# WRITTEN INSTRUCTION:
Render the lines of the listing as a numbered list, from the line containing "trim and record integer pixel coordinates." through the final line of the listing, both included, omitting any blank lines.

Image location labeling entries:
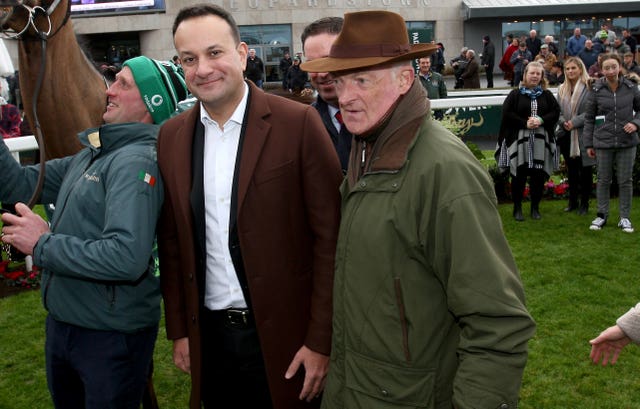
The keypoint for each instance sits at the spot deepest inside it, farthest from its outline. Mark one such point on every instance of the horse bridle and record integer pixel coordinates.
(34, 12)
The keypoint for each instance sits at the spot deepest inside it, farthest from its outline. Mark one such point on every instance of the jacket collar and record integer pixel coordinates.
(109, 137)
(394, 138)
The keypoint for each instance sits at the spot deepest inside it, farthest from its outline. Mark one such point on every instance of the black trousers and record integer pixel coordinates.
(580, 177)
(233, 372)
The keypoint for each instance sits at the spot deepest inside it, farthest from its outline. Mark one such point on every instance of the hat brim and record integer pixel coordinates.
(332, 64)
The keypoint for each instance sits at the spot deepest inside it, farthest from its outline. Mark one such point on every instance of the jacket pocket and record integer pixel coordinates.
(273, 173)
(378, 382)
(111, 296)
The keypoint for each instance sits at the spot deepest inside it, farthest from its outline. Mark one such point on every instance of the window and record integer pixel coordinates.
(270, 43)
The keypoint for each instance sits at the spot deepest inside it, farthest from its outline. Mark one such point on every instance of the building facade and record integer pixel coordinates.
(111, 35)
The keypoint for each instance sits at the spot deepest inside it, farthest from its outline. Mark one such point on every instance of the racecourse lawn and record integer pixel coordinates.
(577, 283)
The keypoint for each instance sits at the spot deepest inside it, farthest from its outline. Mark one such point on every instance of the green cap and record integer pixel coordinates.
(161, 85)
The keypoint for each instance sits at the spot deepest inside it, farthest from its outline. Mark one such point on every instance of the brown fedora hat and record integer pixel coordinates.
(369, 38)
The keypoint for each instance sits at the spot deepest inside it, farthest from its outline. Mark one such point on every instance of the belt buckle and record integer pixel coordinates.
(238, 317)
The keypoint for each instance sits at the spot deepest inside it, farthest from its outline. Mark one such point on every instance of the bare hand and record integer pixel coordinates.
(568, 125)
(607, 345)
(181, 357)
(316, 366)
(23, 230)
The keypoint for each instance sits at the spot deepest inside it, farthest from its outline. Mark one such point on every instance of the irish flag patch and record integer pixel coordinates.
(146, 178)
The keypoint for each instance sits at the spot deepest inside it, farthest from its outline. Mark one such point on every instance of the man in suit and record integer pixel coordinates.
(317, 38)
(248, 232)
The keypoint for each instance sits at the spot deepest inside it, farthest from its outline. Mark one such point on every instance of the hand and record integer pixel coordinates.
(181, 354)
(23, 230)
(607, 345)
(316, 366)
(630, 127)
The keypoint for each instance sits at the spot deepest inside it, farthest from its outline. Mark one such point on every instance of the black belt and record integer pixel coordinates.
(231, 317)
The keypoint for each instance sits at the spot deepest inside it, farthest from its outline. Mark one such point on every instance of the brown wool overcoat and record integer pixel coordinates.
(287, 219)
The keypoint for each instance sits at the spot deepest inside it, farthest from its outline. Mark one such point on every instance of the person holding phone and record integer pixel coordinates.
(612, 119)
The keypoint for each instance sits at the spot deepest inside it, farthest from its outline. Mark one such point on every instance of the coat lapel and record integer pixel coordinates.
(182, 175)
(256, 131)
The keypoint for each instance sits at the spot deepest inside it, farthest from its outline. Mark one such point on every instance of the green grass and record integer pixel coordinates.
(577, 283)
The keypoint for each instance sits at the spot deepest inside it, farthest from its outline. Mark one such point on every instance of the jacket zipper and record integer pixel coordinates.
(363, 157)
(51, 227)
(403, 319)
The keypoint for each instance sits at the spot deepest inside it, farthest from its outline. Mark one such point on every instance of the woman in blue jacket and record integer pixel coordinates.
(612, 120)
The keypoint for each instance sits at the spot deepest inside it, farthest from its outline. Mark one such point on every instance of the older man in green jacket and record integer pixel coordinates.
(429, 308)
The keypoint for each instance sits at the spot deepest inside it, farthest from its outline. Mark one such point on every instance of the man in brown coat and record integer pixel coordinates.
(248, 230)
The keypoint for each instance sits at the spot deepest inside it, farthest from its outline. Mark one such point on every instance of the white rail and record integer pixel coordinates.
(480, 98)
(21, 144)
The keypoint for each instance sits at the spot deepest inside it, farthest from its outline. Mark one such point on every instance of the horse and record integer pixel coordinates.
(68, 91)
(72, 93)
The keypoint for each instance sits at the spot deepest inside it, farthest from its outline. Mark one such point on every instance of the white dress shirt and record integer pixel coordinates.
(220, 151)
(332, 111)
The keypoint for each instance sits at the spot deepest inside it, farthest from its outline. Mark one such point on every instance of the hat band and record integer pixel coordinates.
(368, 50)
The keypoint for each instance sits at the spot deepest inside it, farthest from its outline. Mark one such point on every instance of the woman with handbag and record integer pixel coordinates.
(572, 96)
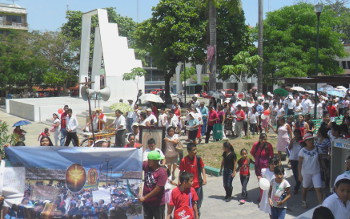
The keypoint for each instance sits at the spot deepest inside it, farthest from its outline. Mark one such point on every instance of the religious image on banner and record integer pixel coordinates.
(63, 182)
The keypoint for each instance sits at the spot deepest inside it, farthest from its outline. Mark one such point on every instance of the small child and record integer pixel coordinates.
(268, 173)
(244, 173)
(168, 187)
(184, 198)
(45, 133)
(279, 194)
(339, 202)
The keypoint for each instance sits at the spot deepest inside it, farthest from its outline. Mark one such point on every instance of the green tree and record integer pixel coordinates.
(63, 59)
(244, 64)
(174, 34)
(22, 63)
(290, 41)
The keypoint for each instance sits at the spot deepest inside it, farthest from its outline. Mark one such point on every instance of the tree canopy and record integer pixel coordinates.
(290, 42)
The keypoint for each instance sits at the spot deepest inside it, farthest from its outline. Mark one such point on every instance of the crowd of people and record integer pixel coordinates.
(288, 116)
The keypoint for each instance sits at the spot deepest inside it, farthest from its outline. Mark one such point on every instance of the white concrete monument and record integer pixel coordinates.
(117, 58)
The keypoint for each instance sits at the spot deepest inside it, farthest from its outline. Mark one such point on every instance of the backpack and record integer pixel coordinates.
(199, 169)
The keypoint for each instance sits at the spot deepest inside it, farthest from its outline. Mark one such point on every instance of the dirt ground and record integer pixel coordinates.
(212, 152)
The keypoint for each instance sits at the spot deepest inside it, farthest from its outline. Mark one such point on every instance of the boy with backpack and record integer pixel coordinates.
(194, 164)
(184, 199)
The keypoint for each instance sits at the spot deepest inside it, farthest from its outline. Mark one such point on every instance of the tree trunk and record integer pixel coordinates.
(167, 77)
(212, 42)
(260, 47)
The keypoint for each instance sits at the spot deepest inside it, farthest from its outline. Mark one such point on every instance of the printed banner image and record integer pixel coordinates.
(67, 182)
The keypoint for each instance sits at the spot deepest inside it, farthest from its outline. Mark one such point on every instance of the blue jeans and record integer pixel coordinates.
(63, 136)
(227, 181)
(294, 164)
(278, 213)
(204, 126)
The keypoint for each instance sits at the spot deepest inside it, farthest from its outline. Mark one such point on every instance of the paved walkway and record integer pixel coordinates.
(214, 205)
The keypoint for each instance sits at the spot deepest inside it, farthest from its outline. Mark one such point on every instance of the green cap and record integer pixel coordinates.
(154, 155)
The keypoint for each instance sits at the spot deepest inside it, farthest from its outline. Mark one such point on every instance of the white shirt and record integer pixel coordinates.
(337, 207)
(306, 104)
(72, 123)
(294, 152)
(174, 122)
(119, 122)
(130, 113)
(310, 161)
(280, 112)
(162, 120)
(151, 117)
(145, 153)
(291, 104)
(253, 117)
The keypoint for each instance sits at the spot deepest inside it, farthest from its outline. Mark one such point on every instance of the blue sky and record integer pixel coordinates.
(50, 14)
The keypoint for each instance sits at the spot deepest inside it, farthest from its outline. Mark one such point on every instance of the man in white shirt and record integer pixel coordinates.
(72, 125)
(150, 117)
(290, 105)
(172, 120)
(99, 120)
(306, 104)
(129, 116)
(119, 124)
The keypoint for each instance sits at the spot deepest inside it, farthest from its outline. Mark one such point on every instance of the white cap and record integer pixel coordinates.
(342, 176)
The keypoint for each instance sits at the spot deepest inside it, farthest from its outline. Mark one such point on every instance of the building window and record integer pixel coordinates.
(14, 19)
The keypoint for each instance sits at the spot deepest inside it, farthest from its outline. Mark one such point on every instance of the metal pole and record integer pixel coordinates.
(185, 80)
(316, 67)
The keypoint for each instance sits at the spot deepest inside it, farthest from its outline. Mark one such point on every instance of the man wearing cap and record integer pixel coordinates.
(240, 116)
(150, 117)
(129, 116)
(153, 197)
(306, 104)
(99, 120)
(205, 112)
(290, 105)
(119, 124)
(64, 125)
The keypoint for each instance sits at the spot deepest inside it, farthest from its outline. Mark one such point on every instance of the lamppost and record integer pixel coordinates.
(318, 11)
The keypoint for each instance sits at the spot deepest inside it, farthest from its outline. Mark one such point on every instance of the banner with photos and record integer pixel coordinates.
(64, 182)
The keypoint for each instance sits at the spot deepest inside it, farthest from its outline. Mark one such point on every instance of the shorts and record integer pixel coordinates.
(170, 160)
(167, 196)
(312, 179)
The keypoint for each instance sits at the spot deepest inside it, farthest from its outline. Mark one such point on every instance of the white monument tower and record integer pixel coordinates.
(117, 58)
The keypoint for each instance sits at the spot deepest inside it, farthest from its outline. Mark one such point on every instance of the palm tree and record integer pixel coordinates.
(260, 46)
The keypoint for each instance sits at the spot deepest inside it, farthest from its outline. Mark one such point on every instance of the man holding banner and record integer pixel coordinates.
(153, 190)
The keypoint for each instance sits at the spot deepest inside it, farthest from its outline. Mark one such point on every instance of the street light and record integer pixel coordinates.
(318, 11)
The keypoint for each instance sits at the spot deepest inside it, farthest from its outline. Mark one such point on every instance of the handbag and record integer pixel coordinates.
(179, 146)
(184, 212)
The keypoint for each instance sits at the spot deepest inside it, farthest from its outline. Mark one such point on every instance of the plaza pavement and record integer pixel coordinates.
(213, 205)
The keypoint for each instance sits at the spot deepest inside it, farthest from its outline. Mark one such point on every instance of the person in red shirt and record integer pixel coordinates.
(332, 110)
(153, 198)
(194, 164)
(132, 143)
(64, 125)
(240, 116)
(212, 119)
(184, 198)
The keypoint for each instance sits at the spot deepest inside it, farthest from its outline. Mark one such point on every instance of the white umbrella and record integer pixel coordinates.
(299, 89)
(151, 98)
(243, 104)
(342, 88)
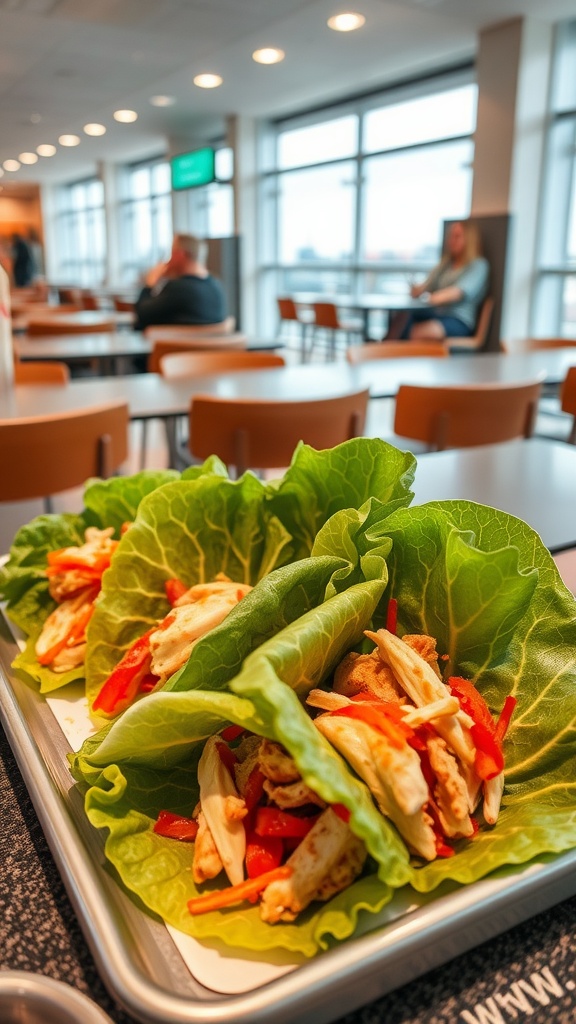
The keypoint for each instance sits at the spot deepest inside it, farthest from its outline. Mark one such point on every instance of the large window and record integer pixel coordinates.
(554, 306)
(355, 200)
(146, 218)
(81, 233)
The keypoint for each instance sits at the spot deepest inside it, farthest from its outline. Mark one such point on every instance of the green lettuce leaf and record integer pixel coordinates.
(483, 583)
(145, 762)
(320, 483)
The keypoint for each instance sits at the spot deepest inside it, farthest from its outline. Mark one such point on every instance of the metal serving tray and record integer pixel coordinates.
(140, 964)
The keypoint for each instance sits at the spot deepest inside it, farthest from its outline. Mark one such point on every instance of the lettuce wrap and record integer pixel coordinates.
(479, 581)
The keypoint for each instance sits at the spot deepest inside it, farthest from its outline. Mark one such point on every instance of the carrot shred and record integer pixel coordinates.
(237, 894)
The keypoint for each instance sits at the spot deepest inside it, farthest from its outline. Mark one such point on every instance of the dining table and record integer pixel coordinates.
(112, 352)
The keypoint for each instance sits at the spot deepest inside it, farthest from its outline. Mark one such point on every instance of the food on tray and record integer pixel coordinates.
(477, 581)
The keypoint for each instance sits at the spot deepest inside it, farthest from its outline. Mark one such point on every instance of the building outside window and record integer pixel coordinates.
(354, 199)
(554, 296)
(81, 231)
(146, 218)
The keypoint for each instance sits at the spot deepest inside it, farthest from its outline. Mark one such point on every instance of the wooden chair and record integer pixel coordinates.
(198, 364)
(262, 434)
(48, 326)
(188, 332)
(568, 400)
(465, 416)
(326, 318)
(289, 312)
(395, 349)
(478, 340)
(202, 343)
(41, 456)
(41, 373)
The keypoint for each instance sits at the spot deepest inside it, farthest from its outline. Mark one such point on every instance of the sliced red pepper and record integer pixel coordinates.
(489, 760)
(75, 633)
(504, 719)
(228, 757)
(123, 684)
(232, 732)
(236, 894)
(392, 615)
(263, 853)
(174, 590)
(470, 700)
(175, 826)
(378, 717)
(254, 787)
(273, 821)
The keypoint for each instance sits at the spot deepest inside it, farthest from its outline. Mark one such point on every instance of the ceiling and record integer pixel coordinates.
(65, 62)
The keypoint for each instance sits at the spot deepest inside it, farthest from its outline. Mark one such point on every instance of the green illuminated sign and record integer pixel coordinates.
(193, 169)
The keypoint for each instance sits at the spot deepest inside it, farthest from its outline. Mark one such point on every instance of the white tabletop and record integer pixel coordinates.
(533, 479)
(149, 395)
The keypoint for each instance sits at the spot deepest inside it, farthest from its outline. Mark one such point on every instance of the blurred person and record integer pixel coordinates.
(180, 291)
(23, 262)
(453, 291)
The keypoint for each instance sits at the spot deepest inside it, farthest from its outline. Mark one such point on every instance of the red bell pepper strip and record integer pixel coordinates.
(175, 826)
(236, 894)
(123, 684)
(504, 720)
(263, 853)
(174, 590)
(273, 821)
(392, 615)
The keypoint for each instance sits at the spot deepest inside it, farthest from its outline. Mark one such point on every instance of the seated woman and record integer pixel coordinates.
(454, 291)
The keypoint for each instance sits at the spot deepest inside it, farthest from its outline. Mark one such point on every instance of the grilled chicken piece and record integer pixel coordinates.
(70, 657)
(329, 853)
(207, 862)
(190, 620)
(450, 794)
(292, 795)
(367, 674)
(425, 647)
(276, 764)
(422, 686)
(394, 776)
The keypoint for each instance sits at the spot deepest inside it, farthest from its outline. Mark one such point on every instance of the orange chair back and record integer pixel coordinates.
(394, 350)
(326, 314)
(461, 417)
(248, 433)
(43, 455)
(41, 373)
(287, 309)
(199, 364)
(568, 400)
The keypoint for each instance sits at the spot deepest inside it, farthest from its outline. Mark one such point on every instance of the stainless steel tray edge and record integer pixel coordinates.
(351, 975)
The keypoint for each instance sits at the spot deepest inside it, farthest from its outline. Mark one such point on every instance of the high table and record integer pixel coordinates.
(533, 479)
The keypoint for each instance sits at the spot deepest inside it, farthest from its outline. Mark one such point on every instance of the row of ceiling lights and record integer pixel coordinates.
(347, 22)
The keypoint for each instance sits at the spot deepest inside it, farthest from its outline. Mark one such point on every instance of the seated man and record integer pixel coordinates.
(180, 291)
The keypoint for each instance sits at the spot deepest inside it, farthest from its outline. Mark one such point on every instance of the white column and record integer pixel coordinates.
(513, 69)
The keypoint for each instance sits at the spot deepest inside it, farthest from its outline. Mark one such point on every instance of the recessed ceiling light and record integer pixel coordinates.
(94, 129)
(125, 117)
(162, 100)
(269, 55)
(347, 22)
(207, 81)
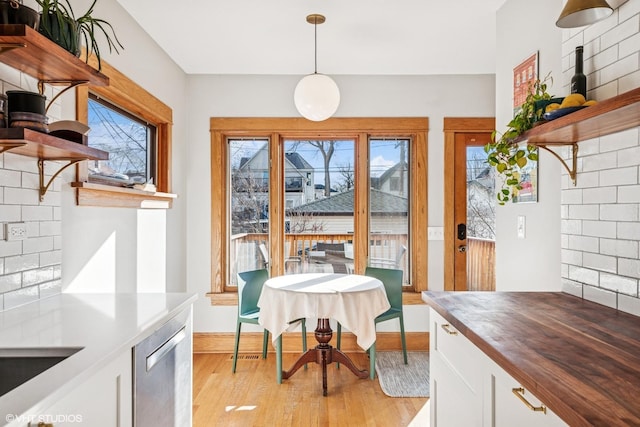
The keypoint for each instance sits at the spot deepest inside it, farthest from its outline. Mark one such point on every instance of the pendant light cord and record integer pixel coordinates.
(315, 46)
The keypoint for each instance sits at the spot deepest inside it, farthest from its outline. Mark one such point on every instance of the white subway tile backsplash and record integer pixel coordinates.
(10, 282)
(20, 297)
(571, 196)
(600, 296)
(585, 244)
(584, 275)
(600, 195)
(619, 248)
(20, 196)
(624, 66)
(599, 228)
(38, 244)
(629, 267)
(629, 82)
(620, 32)
(628, 230)
(629, 194)
(623, 212)
(600, 262)
(620, 284)
(20, 263)
(9, 178)
(599, 162)
(628, 9)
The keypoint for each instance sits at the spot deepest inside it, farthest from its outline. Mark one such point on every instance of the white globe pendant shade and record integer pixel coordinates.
(317, 97)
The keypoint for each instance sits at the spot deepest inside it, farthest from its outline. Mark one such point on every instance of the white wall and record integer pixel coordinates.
(112, 249)
(532, 263)
(601, 214)
(435, 97)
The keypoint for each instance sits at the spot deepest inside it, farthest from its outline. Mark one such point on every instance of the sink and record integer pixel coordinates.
(19, 365)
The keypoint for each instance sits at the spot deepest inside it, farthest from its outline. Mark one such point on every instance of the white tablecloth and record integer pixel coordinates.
(354, 301)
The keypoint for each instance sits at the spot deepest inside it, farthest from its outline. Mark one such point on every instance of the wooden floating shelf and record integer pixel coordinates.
(604, 118)
(27, 50)
(43, 146)
(92, 194)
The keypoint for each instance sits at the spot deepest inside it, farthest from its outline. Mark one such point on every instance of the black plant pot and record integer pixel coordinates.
(65, 32)
(25, 102)
(14, 12)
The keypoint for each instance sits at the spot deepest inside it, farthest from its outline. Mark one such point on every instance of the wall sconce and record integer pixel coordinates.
(578, 13)
(316, 96)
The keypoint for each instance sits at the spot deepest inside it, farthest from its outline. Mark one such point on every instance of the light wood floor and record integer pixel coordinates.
(251, 396)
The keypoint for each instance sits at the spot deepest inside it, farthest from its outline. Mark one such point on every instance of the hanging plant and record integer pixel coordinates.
(505, 153)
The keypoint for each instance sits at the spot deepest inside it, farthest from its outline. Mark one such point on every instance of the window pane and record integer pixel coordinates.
(389, 204)
(319, 202)
(249, 216)
(129, 141)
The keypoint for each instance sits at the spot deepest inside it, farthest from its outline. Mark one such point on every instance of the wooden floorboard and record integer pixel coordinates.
(251, 396)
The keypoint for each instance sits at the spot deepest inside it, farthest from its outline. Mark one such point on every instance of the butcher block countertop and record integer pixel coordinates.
(580, 358)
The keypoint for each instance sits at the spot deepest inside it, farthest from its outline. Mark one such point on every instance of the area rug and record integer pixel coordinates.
(400, 380)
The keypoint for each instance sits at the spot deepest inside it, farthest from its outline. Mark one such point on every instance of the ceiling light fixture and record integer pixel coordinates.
(316, 96)
(578, 13)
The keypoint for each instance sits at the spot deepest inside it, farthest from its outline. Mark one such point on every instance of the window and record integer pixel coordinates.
(146, 116)
(130, 141)
(295, 195)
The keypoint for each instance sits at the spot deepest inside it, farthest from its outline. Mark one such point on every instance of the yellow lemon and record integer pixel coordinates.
(573, 100)
(551, 107)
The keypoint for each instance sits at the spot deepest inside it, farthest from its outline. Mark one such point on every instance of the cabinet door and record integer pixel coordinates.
(510, 410)
(105, 399)
(456, 367)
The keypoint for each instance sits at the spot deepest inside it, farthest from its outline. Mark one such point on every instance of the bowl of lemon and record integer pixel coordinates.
(567, 105)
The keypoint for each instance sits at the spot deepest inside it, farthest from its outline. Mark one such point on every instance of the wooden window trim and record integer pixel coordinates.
(278, 129)
(125, 93)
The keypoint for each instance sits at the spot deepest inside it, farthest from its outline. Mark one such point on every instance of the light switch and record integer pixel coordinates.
(522, 225)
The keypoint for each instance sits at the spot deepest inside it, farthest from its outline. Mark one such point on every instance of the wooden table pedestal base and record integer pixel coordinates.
(324, 354)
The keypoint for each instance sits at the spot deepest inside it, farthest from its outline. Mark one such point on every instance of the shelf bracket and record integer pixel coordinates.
(44, 188)
(574, 160)
(5, 146)
(70, 84)
(9, 46)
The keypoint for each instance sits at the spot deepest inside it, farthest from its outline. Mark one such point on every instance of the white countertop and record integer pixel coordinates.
(104, 325)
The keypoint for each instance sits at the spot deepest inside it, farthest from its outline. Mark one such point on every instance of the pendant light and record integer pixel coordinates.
(578, 13)
(316, 96)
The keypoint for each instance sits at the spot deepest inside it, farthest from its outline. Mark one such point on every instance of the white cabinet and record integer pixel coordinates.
(455, 377)
(511, 401)
(104, 399)
(470, 389)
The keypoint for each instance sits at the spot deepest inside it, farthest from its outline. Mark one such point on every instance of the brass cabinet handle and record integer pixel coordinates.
(519, 391)
(447, 329)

# TASK RESULT:
1. The keypoint for each instance sits at the spot deepest inside it, farthest from its outline. Mark one such point on every instance of the wooden window trim and record integer pixel coordinates.
2. (278, 129)
3. (125, 93)
4. The keypoint for each instance sits at the spot deepest inside it, farthest from its outline. Mark one such point on every instance of the light switch and record integer pixel coordinates.
5. (522, 225)
6. The keypoint for each instance sits at the spot deepest inside it, farthest from its outline. Mark one such point on every instance of the wooden table pedestal base and record integer pixel coordinates.
7. (324, 354)
8. The keypoint for each instance sits at the spot deepest inside it, farthest from its outline. Mark one such point on every instance of the shelf bracket and record integer pixel coordinates.
9. (44, 188)
10. (574, 160)
11. (5, 146)
12. (70, 84)
13. (9, 46)
14. The keypoint for each instance sits at the spot deepest inside it, farthest from its outline. Mark one such point on every instance of the white countertop and record integer pixel coordinates.
15. (104, 325)
16. The keypoint for each instance sits at the spot deepest inside it, farthest from its outline. Mark one such point on every instance of the pendant light and record integer pixel coordinates.
17. (578, 13)
18. (316, 96)
19. The keypoint for each instance sits at the spot deepest inside it, farthest from its outline. Mark one such point on every instance of the white cabinet and record integer pixel coordinates.
20. (455, 377)
21. (511, 401)
22. (104, 399)
23. (470, 389)
24. The keypoint for each instance sits at the spot deepest inside it, farthest from its outline. Mark one such point on every instance of the brass cabinet handle and record integer pixel coordinates.
25. (519, 391)
26. (447, 329)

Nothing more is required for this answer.